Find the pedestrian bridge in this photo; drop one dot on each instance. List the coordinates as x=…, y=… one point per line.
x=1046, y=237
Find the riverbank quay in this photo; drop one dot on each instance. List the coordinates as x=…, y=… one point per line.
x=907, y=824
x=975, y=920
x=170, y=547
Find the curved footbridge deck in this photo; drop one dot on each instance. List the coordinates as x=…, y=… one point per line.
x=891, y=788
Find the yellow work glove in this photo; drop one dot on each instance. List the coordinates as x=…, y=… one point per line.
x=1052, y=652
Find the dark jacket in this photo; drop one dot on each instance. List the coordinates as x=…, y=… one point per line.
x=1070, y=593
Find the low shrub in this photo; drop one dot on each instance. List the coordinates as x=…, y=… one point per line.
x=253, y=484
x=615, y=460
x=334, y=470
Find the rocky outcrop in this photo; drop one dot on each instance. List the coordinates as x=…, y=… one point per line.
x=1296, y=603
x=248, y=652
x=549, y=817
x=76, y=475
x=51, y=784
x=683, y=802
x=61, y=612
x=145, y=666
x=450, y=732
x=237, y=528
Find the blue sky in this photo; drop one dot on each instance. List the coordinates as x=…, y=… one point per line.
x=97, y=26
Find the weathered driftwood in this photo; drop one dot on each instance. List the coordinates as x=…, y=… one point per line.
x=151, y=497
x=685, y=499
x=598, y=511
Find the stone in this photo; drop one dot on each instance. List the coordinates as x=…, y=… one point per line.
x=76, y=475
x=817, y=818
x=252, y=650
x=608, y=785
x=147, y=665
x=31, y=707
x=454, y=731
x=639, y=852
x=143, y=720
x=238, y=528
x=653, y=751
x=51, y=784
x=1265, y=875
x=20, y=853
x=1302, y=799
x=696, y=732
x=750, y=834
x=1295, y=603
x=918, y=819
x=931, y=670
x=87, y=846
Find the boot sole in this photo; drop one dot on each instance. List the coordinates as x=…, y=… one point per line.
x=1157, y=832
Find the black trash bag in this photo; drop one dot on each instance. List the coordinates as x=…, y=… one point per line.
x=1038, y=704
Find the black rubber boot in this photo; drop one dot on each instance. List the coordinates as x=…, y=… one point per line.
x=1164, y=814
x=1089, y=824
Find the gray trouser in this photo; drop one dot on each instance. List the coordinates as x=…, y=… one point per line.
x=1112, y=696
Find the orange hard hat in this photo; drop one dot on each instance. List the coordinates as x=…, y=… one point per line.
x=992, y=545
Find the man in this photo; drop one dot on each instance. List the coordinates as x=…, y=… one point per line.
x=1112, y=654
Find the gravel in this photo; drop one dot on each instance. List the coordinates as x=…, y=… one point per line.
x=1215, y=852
==*==
What to work on
Present every line of the items above as a Markdown table with two columns, No. and Text, giving each line its row number and leaving out blank lines.

Task response
| No. | Text |
|---|---|
| 1 | Find the pedestrian bridge in this photo; drop one dot on each instance. List the coordinates as x=…, y=… one point per line. |
| 2 | x=1046, y=237 |
| 3 | Find the riverbank quay in this photo; drop one dot on each instance. List the coordinates as x=…, y=… one point per line. |
| 4 | x=907, y=824 |
| 5 | x=975, y=920 |
| 6 | x=170, y=547 |
| 7 | Find the curved footbridge deck in this photo; drop one dot on each instance. List the coordinates as x=…, y=… one point per line. |
| 8 | x=891, y=788 |
| 9 | Find the yellow work glove in this photo; drop one dot on each instance. List the coordinates as x=…, y=… one point per line. |
| 10 | x=1052, y=652 |
| 11 | Find the dark jacket in this photo; drop one dot on each instance. List the coordinates as x=…, y=… one point per line. |
| 12 | x=1070, y=593 |
| 13 | Find the low shrub in this photo; drop one dot on each instance. List the coordinates as x=…, y=… one point per line. |
| 14 | x=253, y=484 |
| 15 | x=615, y=460 |
| 16 | x=334, y=470 |
| 17 | Find the rocky outcrop in this photo; drop one dot on each instance. List the coordinates as x=…, y=… one point per line. |
| 18 | x=1296, y=603 |
| 19 | x=248, y=652 |
| 20 | x=549, y=817 |
| 21 | x=76, y=475 |
| 22 | x=51, y=784 |
| 23 | x=683, y=802 |
| 24 | x=61, y=612 |
| 25 | x=145, y=666 |
| 26 | x=450, y=732 |
| 27 | x=237, y=528 |
| 28 | Find the blue sky in this photo; drop one dot on each instance. List the coordinates as x=…, y=… one point per line. |
| 29 | x=97, y=26 |
| 30 | Find the weathered driftwood in this photo; drop one dot on each instance. List the coordinates as x=…, y=… one point per line. |
| 31 | x=151, y=497 |
| 32 | x=685, y=499 |
| 33 | x=598, y=511 |
| 34 | Find the stone in this photo; drop one dot on each instance. List the coordinates as x=…, y=… one point per line. |
| 35 | x=76, y=475 |
| 36 | x=817, y=818 |
| 37 | x=252, y=650 |
| 38 | x=608, y=785 |
| 39 | x=147, y=665 |
| 40 | x=31, y=707 |
| 41 | x=454, y=731 |
| 42 | x=639, y=852 |
| 43 | x=143, y=720 |
| 44 | x=238, y=528 |
| 45 | x=653, y=751 |
| 46 | x=51, y=784 |
| 47 | x=1265, y=875 |
| 48 | x=20, y=853 |
| 49 | x=1302, y=799 |
| 50 | x=696, y=732 |
| 51 | x=750, y=834 |
| 52 | x=1295, y=603 |
| 53 | x=918, y=819 |
| 54 | x=931, y=670 |
| 55 | x=87, y=846 |
| 56 | Find the boot sole in this photo; drop one dot on each instance. List the coordinates as x=…, y=… one point per line. |
| 57 | x=1157, y=832 |
| 58 | Find the black trash bag in this photo; drop one dot on each instance. List the coordinates as x=…, y=… one point per line. |
| 59 | x=1038, y=704 |
| 60 | Find the black rubber boot in this photo; drop one dot on each instance. List the coordinates as x=…, y=… one point per line. |
| 61 | x=1164, y=814 |
| 62 | x=1089, y=824 |
| 63 | Find the gray trouser in this photo; drop one dot on each instance. List the coordinates as x=…, y=… one point per line. |
| 64 | x=1112, y=696 |
| 65 | Find the orange hard hat in this photo; drop one dot on each instance. List the coordinates as x=…, y=… one point per line. |
| 66 | x=992, y=545 |
| 67 | Find the man in this photo; drop one dot on each instance. List the coordinates as x=…, y=… one point per line. |
| 68 | x=1112, y=654 |
| 69 | Find the gravel in this photo; drop one dot on each instance. List the coordinates as x=…, y=… one point per line. |
| 70 | x=1215, y=852 |